**What the task asks:** Each entry below is to be printed verbatim.

**Supplied records:**
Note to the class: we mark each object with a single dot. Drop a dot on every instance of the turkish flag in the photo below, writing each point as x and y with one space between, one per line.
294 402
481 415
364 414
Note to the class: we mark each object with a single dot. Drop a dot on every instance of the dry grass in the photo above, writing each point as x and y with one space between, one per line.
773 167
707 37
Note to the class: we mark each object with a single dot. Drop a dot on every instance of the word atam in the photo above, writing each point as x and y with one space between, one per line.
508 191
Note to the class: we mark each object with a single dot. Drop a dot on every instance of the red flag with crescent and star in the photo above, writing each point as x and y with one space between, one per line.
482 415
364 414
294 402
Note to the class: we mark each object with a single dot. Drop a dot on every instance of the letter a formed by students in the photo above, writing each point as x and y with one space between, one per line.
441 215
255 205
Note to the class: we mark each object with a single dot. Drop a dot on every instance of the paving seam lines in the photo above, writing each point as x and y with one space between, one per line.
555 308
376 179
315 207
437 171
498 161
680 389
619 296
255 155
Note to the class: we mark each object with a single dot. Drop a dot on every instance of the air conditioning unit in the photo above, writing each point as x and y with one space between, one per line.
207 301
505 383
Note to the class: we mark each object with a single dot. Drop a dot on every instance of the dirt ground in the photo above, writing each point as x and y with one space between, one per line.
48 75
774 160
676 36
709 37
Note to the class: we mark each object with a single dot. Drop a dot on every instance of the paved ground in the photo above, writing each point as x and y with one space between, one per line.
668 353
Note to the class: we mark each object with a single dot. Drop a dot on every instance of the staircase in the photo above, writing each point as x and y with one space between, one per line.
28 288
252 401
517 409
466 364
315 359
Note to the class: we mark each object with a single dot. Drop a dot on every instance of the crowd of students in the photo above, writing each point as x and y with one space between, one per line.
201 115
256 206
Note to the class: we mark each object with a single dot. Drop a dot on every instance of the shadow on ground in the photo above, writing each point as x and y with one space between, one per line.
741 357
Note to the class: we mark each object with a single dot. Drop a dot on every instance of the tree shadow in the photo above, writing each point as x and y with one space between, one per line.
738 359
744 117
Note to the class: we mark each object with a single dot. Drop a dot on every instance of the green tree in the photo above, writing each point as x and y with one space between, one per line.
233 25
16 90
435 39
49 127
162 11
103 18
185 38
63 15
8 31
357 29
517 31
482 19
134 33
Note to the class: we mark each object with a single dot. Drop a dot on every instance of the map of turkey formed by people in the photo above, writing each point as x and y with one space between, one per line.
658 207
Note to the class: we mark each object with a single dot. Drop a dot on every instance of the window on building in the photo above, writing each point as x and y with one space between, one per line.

**Result:**
Note to the class: we mark each object with a single dot. Drop a dot on every instance of the turkish flag in the photo below, writing each point as x and y with one space between, one per line.
294 402
481 415
364 414
Note to the class: we mark each object with a single dot. Drop a dot on every instance of the dry grass in the photo above, writing each point as x and y with one space between, one per line.
773 167
707 37
Note to the class: we mark each object with a single dot. Drop a dot on every instance of the word atam in the photo above, writing each point as x and y with one space between, one per line.
508 191
Note to the class: we mark each object with a single dot. Drop a dot on every instance of the red flag with crescent and star in the photo above, writing each point as x and y with one space between, one per line.
482 415
364 414
294 402
Note to the class: we mark each object with a single dot. Drop a dot on every instance of the letter a formed by students in the photo above, writing each point as x and y with one space between, one per line.
441 215
255 205
Note to the class: we mark each object with a single dot. Drop a dot on every instance of the paving seam lines in the photo above, writing each point as x and y with one space between, one per line.
555 308
376 179
315 207
437 171
498 161
680 389
619 296
255 155
Note to the class: we mark each object with a single dot. Drop a dot on every instance of the air conditioning unit in the photo above, writing each point as x and y with one space between, one per line.
207 301
505 383
Note to the class: we mark each object with a single dot. Drop a dot on every instance of the dirt ground in the photo above, writing each point as x and y with one space between, one per line.
48 75
774 160
676 36
709 37
Note to the class: we mark each object with a single dot. Drop a dot on every instance of the paved ground in the photo above, writing each point as x and y with one space between, one per line.
668 353
Note to the class: we mark each object with a single dot. Drop a dot on every instance of the staircase in the photo above, writing each point as x and y with one space between, one per line.
28 288
252 401
517 409
466 364
315 359
Note to the class: we mark each object with a single dot. Drop a dot on every instance of the crowd of students in the photo above, writing each point as x and y with one space between, one per line.
201 115
256 206
Note to the class: we mark each object with a single dot. Drop a dot on every instance of the shadow on ground in the photo above, writing each point as x and y with one space between, one per line.
741 357
Note to the class: we mark each object with a single dot. Drop a dot on every instance of the tree shadow in the photo above, writing each point as x and y with one space between, one per line.
738 359
744 117
Note to the class: we mark each object with a single dot. Drop a dot on every instance of the green tree in the photo above, writing each point as x and y with one space between, one per line.
233 25
16 90
435 39
49 127
162 11
103 18
185 38
63 15
8 31
357 29
517 31
482 19
134 33
Note to the class: we mark each object with a single dot. Drop a dot on every instance of the map of turkey formed by people in the photo above, writing each point as x and y with one space between, one per line.
658 207
Note to the class: we mark each object with a single dot. Drop a dot on every instance of the window on building in the photo above, writing each point as x and y with one space between, one per line.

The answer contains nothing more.